§ **Seçilmiş metin**:
Paylaş
CHP’nin seçim beyannamesindeki taahhütler şu önemli noktayı kamuoyunun gündemine taşıdı; hesap verme konusundaki evlere şenlik durumumuz açığa çıktı.
İktidar partisi bakanları CHP’nin vaatlerinin gerçekçi olmadığını savunurlarken, olasılıkla 2011’de seçim taahhüdü olarak koydukları 2015 ekonomik hedeflerinin epeyce altına kalmamızın psikolojisini taşıyorlardı. Sahi hedefler neden tutmamıştı?
AK Parti’nin 2011 seçimlerinde ilan ettiği 2013 hedeflerinin altı dolu olmadığı için, bu hedefe gidebilecek politika tasarımı olmadığından o günden tutmayacağı belli idi. Nitekim o hedefler artık olanaksız. Oysa en yakını, 2011’den 2015 için koyduğu hedeflerdi; GSYH hedefi 1.076 milyar dolar, kişi başı milli gelir 14 bin 46 dolar ihracat da 201.2 milyar dolardı. 2015’i olasılıkla geçen yılki 800 milyar doların üç-beş milyar dolar üzerinde kapatacağız; yani hedefin yüzde 25 altında. Ya kişi başı milli gelirde? O da kabaca yine yüzde 25 altında. İhracat ise yüzde 20 altında gerçekleşecek görünüyor.

§ **Veri kesiti**:
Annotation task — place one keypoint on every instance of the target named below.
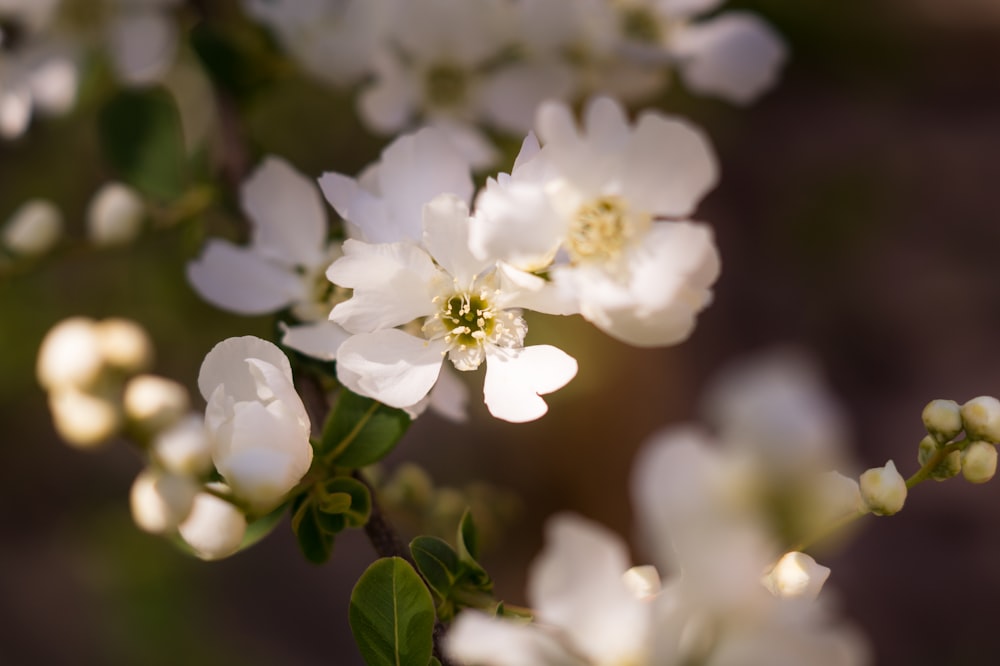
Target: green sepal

§ **Yapılacak işler**:
#1 Seçim hedefleri üzerine metne göre aşağıdaki soruları yanıtlayın.
(a) Hesap verme konusunu kamuoyunun gündemine taşıyan taahhütler hangi partinin seçim beyannamesinde yer alıyor?
(b) 2011'de 2015 için konan ihracat hedefi kaç milyar dolardı?
(c) İhracatın hedefin yüzde kaç altında gerçekleşeceği görünüyor?
#2 Seçim hedefleri üzerine metinde 2011'de 2015 için hedef konan ekonomik göstergelerin tamamını hedef değerleriyle birlikte sıralayın.
#3 Seçim hedefleri üzerine metni son cümlesinden sonra devam ettirin.

§ **Beklenen sonuçlar**:
#1
(a) CHP
(b) 201.2 milyar dolar
(c) Yüzde 20

#2
GSYH: 1.076 milyar dolar
Kişi başı milli gelir: 14 bin 46 dolar
İhracat: 201.2 milyar dolar

#3
İkinci bir açı da, Meclis’te bütçe görüşmeleri sırasında hesap verebilirlik, saydamlık, açıklık konusunda sınıfta kalan, Sayıştay denetiminde hangi kurumun ne kadar kaynak kullandığının ayrıntılı tablolarını çıkaramayan Maliye’nin bakanı bir gecede muhalefet vaatlerinin kaynak tablosunu çıkarmıştı. Ama muhaliflerine göre, 57 milyar TL tutan vaatler şişirilmişti. 150 milyar TL’lik kaynak ihtiyacı olduğunu iddia eden Bakan Şimşek’ten kalem kalem tablo talep ettim ancak alamadım.
Bütçe hakkı konusunda hiç iyi bir sınav vermeyen iktidar partisi, muhalefetten gelen bir politika tercihi tablosu karşısında alarma geçmişti. Hatta öyle ki; bugüne kadar mali yapının sağlamlığında, Türkiye ekonomisinin dayanıklılığından bahseden iktidar temsilcileri; muhalefetin GSYH’nın yüzde 2.9’u kadar ilave harcama yapacağını, bunu da kaynak tahsisindeki tercihleri değiştirerek kaynak bulacağını açıklaması karşısında, ülkenin bir buçuk yılda IMF’nin kapısına gideceğini söylemeye başladılar. ‘Yunanistan öcüsü’ ile korkutmaya başladılar.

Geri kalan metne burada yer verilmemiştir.